● **Task instructions**
Recast the lines of the entries below as a numbered list, from the line containing "Which spot sits on each instance of the cylindrical" through the end of the entries, inclusive, leaving out any blank lines.

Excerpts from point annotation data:
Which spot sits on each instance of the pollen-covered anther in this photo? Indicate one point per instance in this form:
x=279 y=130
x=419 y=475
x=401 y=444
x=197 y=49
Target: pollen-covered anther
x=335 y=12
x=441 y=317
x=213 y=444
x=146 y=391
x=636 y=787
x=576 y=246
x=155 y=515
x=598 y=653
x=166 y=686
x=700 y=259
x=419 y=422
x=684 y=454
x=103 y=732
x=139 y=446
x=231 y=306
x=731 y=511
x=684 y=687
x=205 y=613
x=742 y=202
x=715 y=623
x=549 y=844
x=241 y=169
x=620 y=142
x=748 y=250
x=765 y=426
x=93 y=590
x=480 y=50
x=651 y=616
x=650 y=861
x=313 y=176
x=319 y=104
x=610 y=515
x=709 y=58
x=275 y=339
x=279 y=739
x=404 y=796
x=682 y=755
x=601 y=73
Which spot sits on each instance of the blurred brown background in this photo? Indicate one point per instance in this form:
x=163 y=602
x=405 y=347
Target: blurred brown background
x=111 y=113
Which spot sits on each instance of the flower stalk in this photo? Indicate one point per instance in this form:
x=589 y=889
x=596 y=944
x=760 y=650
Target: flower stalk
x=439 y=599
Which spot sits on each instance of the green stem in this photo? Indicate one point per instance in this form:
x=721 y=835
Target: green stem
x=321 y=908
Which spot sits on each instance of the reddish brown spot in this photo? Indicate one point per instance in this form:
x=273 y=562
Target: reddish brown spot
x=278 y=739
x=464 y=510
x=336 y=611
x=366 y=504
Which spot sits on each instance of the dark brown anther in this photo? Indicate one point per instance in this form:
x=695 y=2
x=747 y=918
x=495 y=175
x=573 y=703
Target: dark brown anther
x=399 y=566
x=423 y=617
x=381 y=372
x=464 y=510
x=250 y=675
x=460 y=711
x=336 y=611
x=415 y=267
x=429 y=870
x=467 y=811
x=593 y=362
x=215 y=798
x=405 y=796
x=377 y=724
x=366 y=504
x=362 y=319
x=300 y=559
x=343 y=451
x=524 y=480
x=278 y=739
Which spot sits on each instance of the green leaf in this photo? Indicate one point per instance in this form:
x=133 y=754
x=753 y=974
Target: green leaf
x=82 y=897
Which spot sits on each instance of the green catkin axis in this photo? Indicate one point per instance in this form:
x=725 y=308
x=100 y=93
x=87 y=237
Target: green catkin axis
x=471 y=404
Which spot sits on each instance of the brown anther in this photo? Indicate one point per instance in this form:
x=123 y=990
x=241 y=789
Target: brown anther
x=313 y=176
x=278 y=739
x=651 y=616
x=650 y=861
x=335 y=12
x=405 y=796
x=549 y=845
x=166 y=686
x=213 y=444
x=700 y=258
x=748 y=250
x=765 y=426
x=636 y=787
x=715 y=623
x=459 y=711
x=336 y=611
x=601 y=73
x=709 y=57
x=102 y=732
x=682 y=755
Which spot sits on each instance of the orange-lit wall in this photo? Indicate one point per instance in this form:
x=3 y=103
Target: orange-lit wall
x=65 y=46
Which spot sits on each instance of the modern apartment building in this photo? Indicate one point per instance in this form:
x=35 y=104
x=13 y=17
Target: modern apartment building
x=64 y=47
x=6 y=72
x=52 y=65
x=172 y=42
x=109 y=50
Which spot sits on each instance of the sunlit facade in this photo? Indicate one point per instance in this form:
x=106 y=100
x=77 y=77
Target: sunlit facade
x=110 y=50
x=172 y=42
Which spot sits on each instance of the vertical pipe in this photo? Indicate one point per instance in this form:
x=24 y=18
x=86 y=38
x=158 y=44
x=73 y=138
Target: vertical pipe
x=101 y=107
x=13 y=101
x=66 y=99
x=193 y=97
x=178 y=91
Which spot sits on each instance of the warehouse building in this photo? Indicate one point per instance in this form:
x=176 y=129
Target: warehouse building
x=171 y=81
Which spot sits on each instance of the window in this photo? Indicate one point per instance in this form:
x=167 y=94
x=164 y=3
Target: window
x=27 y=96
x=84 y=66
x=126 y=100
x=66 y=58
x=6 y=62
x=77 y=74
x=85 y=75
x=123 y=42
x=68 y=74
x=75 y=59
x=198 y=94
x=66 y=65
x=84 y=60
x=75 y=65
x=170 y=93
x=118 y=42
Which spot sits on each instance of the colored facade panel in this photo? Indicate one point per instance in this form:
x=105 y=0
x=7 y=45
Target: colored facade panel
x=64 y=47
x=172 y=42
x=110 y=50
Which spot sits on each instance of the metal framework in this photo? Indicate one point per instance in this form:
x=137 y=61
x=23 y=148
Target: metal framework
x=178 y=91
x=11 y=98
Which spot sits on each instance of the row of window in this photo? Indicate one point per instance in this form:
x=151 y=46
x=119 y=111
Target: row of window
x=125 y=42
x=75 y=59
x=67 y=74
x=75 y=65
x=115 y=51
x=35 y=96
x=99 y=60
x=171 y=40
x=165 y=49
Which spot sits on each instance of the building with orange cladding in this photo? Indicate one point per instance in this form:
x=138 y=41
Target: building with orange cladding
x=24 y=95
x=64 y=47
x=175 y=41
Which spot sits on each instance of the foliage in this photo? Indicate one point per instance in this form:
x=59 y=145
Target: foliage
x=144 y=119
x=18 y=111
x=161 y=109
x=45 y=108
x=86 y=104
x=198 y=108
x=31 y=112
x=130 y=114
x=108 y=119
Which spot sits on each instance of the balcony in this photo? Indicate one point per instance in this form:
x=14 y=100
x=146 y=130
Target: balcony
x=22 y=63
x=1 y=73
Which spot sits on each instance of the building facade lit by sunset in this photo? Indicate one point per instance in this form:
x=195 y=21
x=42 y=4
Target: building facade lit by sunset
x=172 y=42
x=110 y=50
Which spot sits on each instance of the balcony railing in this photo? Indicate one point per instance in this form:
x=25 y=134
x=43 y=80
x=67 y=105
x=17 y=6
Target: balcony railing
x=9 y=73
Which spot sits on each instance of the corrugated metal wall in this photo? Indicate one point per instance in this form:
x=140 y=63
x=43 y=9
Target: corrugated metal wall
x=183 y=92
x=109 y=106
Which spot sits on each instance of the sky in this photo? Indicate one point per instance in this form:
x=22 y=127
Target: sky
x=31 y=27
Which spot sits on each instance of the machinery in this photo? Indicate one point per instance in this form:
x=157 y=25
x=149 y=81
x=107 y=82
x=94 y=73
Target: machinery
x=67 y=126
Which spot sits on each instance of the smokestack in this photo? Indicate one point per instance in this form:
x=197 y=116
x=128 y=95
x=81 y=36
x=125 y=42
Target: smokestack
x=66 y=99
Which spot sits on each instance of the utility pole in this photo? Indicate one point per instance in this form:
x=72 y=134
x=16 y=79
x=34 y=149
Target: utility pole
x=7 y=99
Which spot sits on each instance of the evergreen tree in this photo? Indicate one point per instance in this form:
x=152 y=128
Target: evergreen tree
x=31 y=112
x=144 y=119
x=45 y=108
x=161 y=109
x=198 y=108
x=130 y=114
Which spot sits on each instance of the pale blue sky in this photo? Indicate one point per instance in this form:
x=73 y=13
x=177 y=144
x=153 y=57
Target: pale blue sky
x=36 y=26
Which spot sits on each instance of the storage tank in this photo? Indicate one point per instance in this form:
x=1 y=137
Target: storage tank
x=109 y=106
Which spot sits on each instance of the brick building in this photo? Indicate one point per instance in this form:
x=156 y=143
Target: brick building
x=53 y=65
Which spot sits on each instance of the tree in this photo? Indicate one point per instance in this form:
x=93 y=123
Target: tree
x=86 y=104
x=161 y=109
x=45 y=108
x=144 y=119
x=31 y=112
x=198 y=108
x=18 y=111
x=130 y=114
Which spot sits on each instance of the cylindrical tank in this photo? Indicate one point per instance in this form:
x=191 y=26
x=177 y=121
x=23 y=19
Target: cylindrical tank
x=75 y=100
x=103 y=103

● **Task response**
1. Which spot sits on each instance of the cylindrical tank in this photo? Indicate one point per instance in this form:
2. x=191 y=26
3. x=177 y=121
4. x=23 y=19
5. Target: cylindrical tank
6. x=75 y=100
7. x=103 y=103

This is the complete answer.